++++ Provided information ++++
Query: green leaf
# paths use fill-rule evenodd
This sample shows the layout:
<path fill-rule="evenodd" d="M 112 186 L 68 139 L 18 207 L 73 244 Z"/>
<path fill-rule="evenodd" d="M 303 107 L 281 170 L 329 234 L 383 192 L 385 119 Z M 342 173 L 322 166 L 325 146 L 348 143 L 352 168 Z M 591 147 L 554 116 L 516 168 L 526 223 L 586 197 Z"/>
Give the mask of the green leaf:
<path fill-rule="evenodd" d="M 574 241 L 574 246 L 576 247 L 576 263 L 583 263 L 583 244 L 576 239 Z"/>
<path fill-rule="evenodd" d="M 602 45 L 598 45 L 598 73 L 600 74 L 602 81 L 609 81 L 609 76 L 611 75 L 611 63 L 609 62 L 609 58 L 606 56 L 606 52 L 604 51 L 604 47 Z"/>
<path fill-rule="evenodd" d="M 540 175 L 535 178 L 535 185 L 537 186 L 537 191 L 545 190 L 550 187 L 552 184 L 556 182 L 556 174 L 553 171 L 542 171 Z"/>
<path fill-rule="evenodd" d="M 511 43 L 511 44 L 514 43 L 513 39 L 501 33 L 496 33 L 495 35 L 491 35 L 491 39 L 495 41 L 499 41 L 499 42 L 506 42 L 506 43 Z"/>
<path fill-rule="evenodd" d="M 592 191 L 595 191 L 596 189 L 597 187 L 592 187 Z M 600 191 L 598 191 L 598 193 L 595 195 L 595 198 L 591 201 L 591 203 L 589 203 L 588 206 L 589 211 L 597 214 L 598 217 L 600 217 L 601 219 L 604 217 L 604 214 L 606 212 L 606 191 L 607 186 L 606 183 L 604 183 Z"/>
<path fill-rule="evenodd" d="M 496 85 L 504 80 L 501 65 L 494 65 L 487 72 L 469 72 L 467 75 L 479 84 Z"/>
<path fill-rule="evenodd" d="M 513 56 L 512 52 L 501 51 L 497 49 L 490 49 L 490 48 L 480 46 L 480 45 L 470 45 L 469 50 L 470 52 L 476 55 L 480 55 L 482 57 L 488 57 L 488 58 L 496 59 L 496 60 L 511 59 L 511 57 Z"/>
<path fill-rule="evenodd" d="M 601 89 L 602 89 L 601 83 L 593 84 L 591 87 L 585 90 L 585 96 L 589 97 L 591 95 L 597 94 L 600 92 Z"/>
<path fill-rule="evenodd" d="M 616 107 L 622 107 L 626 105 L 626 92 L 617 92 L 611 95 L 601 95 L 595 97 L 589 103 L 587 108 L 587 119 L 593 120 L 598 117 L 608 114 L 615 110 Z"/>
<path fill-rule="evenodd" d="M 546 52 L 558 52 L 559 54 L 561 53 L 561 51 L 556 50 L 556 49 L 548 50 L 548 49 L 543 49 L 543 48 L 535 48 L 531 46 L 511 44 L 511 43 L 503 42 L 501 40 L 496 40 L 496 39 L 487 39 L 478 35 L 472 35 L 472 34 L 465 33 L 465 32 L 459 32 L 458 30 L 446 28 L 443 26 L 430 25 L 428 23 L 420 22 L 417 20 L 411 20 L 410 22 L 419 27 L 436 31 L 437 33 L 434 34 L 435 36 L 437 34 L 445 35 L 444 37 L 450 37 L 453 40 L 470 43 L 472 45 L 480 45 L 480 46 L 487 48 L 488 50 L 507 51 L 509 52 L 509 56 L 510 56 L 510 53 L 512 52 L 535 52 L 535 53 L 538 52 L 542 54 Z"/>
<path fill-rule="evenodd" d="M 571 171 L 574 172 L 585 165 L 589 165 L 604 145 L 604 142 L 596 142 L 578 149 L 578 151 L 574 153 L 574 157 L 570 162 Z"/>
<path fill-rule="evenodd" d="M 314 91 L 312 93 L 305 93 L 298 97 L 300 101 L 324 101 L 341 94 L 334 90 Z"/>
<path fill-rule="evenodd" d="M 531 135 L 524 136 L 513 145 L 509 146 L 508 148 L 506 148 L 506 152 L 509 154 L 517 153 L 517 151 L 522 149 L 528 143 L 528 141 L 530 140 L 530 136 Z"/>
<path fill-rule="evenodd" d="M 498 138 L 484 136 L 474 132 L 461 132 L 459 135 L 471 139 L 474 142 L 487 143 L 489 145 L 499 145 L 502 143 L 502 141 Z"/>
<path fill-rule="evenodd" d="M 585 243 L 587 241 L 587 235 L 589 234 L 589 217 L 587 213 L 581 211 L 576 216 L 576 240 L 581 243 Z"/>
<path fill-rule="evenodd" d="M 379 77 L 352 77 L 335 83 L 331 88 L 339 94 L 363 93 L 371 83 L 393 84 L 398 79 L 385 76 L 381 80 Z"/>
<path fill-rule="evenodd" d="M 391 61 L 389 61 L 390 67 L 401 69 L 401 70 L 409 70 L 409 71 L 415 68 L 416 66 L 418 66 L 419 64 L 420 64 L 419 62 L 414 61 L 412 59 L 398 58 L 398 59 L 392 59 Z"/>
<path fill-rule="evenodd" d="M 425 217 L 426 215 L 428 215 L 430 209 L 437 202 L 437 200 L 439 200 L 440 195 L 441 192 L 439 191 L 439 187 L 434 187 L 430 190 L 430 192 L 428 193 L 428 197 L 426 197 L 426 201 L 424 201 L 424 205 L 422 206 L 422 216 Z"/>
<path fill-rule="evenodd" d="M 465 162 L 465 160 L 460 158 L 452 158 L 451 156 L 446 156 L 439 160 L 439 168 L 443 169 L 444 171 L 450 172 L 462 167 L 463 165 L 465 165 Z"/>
++++
* [Problem to work on]: Each entry above is to be quoted exactly.

* [Solved exercise]:
Query: green leaf
# paths use fill-rule evenodd
This sample shows the layout:
<path fill-rule="evenodd" d="M 112 186 L 68 139 L 18 207 L 73 244 Z"/>
<path fill-rule="evenodd" d="M 303 107 L 281 170 L 329 234 L 383 192 L 385 119 Z M 342 173 L 322 166 L 325 146 L 348 143 L 352 168 Z M 591 147 L 554 116 L 516 168 L 526 223 L 586 197 Z"/>
Give the mask of the green leaf:
<path fill-rule="evenodd" d="M 574 241 L 574 246 L 576 247 L 576 263 L 583 263 L 583 244 L 576 239 Z"/>
<path fill-rule="evenodd" d="M 602 45 L 598 45 L 598 73 L 600 74 L 602 81 L 609 81 L 609 76 L 611 75 L 611 63 L 609 62 L 609 58 L 606 56 L 606 52 L 604 51 L 604 47 Z"/>
<path fill-rule="evenodd" d="M 540 175 L 535 178 L 535 185 L 537 186 L 537 191 L 545 190 L 550 187 L 552 184 L 556 182 L 556 174 L 553 171 L 542 171 Z"/>
<path fill-rule="evenodd" d="M 511 43 L 511 44 L 514 43 L 513 39 L 501 33 L 496 33 L 495 35 L 491 35 L 491 39 L 495 41 L 499 41 L 499 42 L 506 42 L 506 43 Z"/>
<path fill-rule="evenodd" d="M 592 191 L 595 191 L 596 189 L 597 187 L 592 187 Z M 600 191 L 598 191 L 598 193 L 595 195 L 595 198 L 591 201 L 591 203 L 589 203 L 588 206 L 589 211 L 597 214 L 598 217 L 600 217 L 601 219 L 604 217 L 604 214 L 606 212 L 606 191 L 607 186 L 606 183 L 604 183 Z"/>
<path fill-rule="evenodd" d="M 496 85 L 504 80 L 501 65 L 494 65 L 487 72 L 469 72 L 467 75 L 479 84 Z"/>
<path fill-rule="evenodd" d="M 513 56 L 512 52 L 501 51 L 497 49 L 490 49 L 490 48 L 480 46 L 480 45 L 470 45 L 469 50 L 470 52 L 476 55 L 480 55 L 482 57 L 488 57 L 488 58 L 496 59 L 496 60 L 511 59 L 511 57 Z"/>
<path fill-rule="evenodd" d="M 601 89 L 602 89 L 601 83 L 593 84 L 591 87 L 585 90 L 585 96 L 589 97 L 591 95 L 597 94 L 600 92 Z"/>
<path fill-rule="evenodd" d="M 616 107 L 622 107 L 626 105 L 626 92 L 617 92 L 611 95 L 601 95 L 595 97 L 589 103 L 587 108 L 587 119 L 593 120 L 598 117 L 608 114 L 615 110 Z"/>
<path fill-rule="evenodd" d="M 546 52 L 558 52 L 559 54 L 561 53 L 561 51 L 556 50 L 556 49 L 548 50 L 548 49 L 543 49 L 543 48 L 535 48 L 531 46 L 511 44 L 511 43 L 503 42 L 501 40 L 496 40 L 496 39 L 487 39 L 478 35 L 472 35 L 472 34 L 465 33 L 465 32 L 459 32 L 458 30 L 446 28 L 443 26 L 430 25 L 428 23 L 420 22 L 417 20 L 411 20 L 410 22 L 419 27 L 436 31 L 437 33 L 434 34 L 435 36 L 437 34 L 445 35 L 444 37 L 450 37 L 453 40 L 470 43 L 472 45 L 480 45 L 480 46 L 487 48 L 488 50 L 507 51 L 509 52 L 509 56 L 510 56 L 510 53 L 512 52 L 535 52 L 535 53 L 538 52 L 542 54 Z"/>
<path fill-rule="evenodd" d="M 571 171 L 574 172 L 585 165 L 589 165 L 604 145 L 604 142 L 596 142 L 578 149 L 578 151 L 574 153 L 574 157 L 570 162 Z"/>
<path fill-rule="evenodd" d="M 314 91 L 312 93 L 305 93 L 298 97 L 300 101 L 324 101 L 341 94 L 334 90 Z"/>
<path fill-rule="evenodd" d="M 531 135 L 524 136 L 513 145 L 509 146 L 508 148 L 506 148 L 506 152 L 509 154 L 517 153 L 517 151 L 522 149 L 528 143 L 528 141 L 530 140 L 530 136 Z"/>
<path fill-rule="evenodd" d="M 498 138 L 484 136 L 474 132 L 461 132 L 459 135 L 471 139 L 474 142 L 487 143 L 489 145 L 499 145 L 502 143 L 502 141 Z"/>
<path fill-rule="evenodd" d="M 585 243 L 587 241 L 587 235 L 589 234 L 589 217 L 587 213 L 581 211 L 576 216 L 576 240 L 581 243 Z"/>
<path fill-rule="evenodd" d="M 379 77 L 352 77 L 335 83 L 331 88 L 339 94 L 363 93 L 371 83 L 393 84 L 398 79 L 385 76 L 381 80 Z"/>
<path fill-rule="evenodd" d="M 391 61 L 389 61 L 390 67 L 401 69 L 401 70 L 409 70 L 409 71 L 415 68 L 416 66 L 418 66 L 419 64 L 420 64 L 419 62 L 414 61 L 412 59 L 398 58 L 398 59 L 392 59 Z"/>
<path fill-rule="evenodd" d="M 425 217 L 426 215 L 428 215 L 430 209 L 437 202 L 437 200 L 439 200 L 440 195 L 441 192 L 439 191 L 439 187 L 434 187 L 430 190 L 430 192 L 428 193 L 428 197 L 426 197 L 426 201 L 424 201 L 424 205 L 422 206 L 422 216 Z"/>
<path fill-rule="evenodd" d="M 465 162 L 465 160 L 460 158 L 452 158 L 451 156 L 446 156 L 439 160 L 439 168 L 443 169 L 444 171 L 450 172 L 462 167 L 463 165 L 465 165 Z"/>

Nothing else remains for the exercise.